*What is needed*. Identify every line in the entries below that contains the word "bunk" and copy each of those lines. Case counts.

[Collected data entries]
────
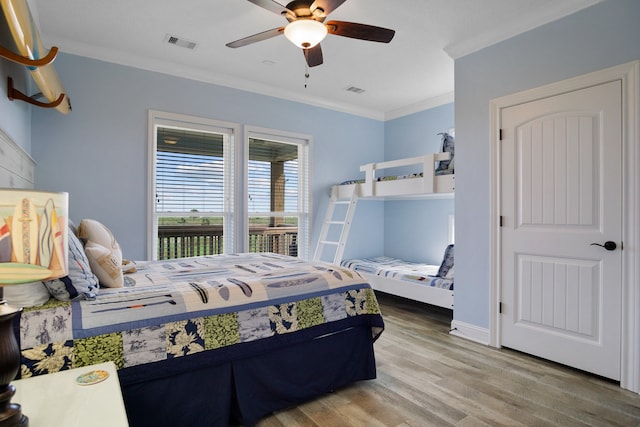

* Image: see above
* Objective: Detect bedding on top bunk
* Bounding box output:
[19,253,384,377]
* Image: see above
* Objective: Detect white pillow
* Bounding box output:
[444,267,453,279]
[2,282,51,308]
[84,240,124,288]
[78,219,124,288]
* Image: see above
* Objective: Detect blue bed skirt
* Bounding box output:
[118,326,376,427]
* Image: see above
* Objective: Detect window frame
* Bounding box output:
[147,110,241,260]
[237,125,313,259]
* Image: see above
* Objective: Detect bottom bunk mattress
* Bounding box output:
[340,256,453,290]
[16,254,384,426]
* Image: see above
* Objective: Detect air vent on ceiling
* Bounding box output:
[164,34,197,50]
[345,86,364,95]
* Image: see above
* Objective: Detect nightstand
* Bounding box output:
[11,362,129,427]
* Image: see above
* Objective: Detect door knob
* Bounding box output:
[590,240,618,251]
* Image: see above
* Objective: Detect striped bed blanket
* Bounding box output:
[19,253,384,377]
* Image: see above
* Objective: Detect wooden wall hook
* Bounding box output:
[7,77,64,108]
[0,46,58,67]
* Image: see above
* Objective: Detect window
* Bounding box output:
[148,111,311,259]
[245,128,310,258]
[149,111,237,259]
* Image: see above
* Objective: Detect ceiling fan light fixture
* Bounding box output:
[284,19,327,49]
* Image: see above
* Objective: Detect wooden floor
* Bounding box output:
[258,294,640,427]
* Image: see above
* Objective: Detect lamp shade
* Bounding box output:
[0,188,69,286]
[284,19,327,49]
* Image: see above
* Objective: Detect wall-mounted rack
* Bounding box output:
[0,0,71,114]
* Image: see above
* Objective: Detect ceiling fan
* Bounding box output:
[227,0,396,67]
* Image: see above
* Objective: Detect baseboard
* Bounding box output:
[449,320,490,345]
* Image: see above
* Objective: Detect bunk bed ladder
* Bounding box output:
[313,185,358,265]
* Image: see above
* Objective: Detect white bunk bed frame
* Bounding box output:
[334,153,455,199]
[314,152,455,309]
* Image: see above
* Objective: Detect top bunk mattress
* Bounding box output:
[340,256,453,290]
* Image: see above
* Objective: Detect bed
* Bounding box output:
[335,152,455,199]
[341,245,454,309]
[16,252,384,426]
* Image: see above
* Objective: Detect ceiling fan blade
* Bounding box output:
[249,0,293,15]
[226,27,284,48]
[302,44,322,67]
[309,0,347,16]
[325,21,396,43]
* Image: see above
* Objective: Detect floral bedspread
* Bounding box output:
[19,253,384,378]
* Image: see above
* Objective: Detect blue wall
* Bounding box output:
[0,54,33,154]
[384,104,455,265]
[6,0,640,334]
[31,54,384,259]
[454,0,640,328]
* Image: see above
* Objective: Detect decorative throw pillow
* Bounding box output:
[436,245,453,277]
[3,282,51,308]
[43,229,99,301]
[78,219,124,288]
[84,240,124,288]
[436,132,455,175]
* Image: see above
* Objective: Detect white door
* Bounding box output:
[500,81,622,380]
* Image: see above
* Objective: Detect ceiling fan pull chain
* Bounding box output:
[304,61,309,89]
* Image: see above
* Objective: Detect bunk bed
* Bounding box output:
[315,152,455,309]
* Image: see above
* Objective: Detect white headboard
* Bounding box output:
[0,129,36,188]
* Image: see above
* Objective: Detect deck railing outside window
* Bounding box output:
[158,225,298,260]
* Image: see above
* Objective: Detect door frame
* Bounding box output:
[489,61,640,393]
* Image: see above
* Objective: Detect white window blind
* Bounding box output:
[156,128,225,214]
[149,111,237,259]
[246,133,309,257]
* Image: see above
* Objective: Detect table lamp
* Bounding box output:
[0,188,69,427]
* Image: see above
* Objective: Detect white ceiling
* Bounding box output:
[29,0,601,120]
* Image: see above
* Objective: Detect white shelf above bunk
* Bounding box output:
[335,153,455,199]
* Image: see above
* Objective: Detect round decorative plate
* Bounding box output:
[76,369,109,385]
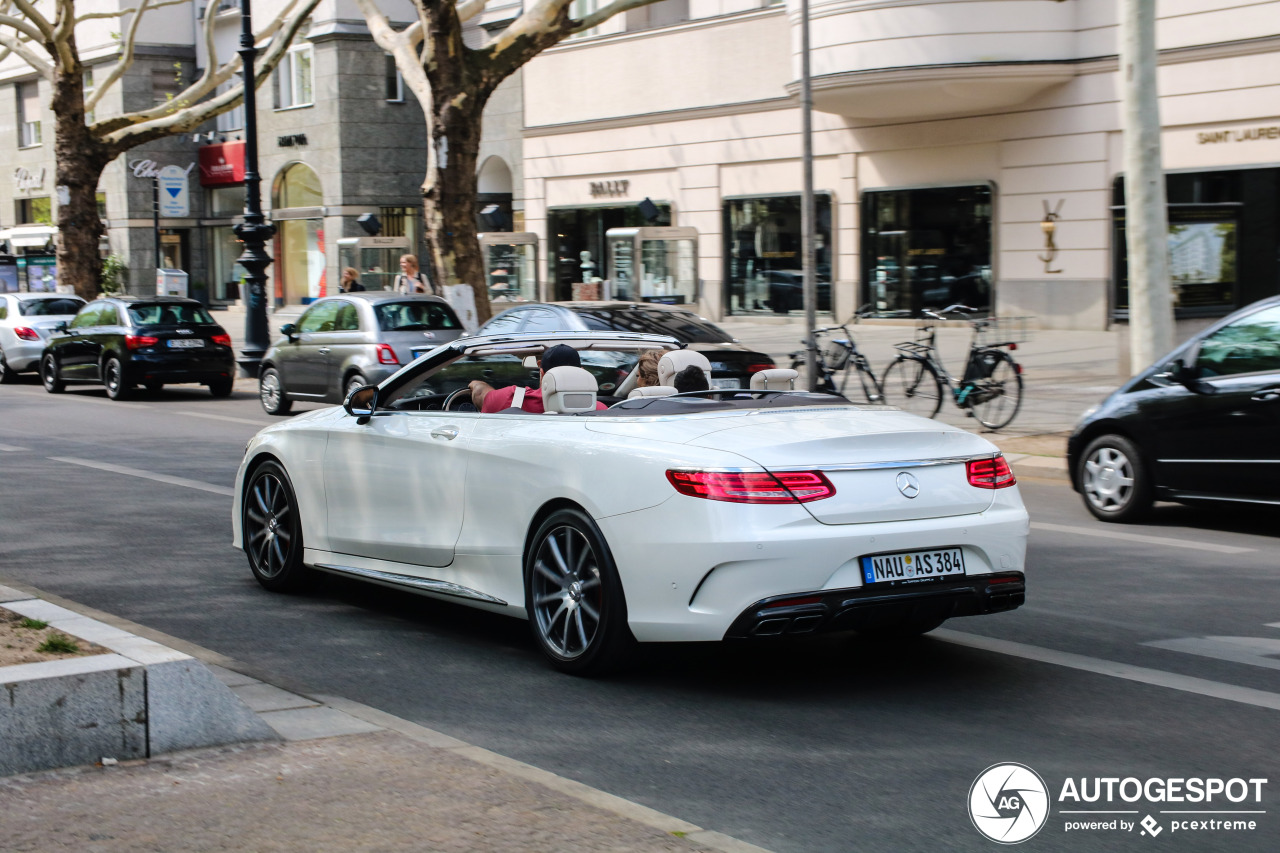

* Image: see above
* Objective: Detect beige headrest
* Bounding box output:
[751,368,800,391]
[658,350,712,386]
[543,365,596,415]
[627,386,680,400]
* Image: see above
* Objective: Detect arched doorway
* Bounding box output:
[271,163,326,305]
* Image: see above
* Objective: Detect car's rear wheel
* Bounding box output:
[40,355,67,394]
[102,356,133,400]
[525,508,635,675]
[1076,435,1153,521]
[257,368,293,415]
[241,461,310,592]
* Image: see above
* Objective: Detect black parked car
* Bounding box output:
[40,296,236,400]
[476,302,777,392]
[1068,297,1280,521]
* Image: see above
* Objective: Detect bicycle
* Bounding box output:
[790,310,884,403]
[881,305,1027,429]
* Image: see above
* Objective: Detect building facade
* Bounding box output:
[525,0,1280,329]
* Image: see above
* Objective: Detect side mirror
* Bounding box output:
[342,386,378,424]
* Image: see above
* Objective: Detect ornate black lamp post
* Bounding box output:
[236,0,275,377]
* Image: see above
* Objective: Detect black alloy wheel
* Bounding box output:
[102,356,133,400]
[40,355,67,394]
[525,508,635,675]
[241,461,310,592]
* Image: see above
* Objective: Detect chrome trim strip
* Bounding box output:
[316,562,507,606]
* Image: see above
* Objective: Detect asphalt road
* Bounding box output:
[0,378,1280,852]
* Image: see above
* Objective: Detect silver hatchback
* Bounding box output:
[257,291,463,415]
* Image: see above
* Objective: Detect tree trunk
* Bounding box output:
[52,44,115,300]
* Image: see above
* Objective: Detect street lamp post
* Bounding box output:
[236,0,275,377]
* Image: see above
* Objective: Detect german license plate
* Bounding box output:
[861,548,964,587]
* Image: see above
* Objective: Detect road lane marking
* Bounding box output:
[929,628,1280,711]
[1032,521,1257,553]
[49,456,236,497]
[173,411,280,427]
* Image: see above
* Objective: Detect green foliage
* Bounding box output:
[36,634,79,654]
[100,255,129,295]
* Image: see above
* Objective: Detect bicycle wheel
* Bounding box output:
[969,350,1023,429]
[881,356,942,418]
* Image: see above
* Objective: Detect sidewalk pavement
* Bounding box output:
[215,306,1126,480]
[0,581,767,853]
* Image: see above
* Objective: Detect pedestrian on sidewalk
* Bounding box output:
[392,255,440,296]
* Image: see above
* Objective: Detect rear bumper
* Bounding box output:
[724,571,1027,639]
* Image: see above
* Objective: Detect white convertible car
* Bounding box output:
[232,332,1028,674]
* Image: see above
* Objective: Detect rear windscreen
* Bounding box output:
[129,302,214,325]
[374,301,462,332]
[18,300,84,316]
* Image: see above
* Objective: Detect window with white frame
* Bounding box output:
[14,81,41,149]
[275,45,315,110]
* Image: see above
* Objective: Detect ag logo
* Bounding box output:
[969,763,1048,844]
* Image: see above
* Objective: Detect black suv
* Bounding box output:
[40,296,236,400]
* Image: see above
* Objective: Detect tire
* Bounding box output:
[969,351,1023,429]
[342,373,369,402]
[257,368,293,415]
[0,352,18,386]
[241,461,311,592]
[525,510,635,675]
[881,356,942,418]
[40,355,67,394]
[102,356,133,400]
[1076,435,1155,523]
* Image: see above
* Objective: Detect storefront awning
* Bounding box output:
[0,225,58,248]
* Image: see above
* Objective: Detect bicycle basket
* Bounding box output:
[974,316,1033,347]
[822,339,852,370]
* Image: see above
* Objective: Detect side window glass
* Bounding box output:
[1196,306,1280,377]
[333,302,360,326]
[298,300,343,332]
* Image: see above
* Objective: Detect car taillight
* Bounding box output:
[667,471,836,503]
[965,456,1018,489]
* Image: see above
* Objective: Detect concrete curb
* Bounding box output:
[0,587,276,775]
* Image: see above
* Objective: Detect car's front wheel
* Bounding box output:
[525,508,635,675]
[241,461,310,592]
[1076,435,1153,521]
────
*Correct output*.
* Objective: Detect bedding on top bunk
* Objective: Detect bottom bunk mattress
* Objective: Detect bunk bed ladder
* Objective: Detect white bunk bed frame
* Objective: Detect top bunk mattress
* Objective: Detect bunk bed
* Objective: Detect white shelf above bunk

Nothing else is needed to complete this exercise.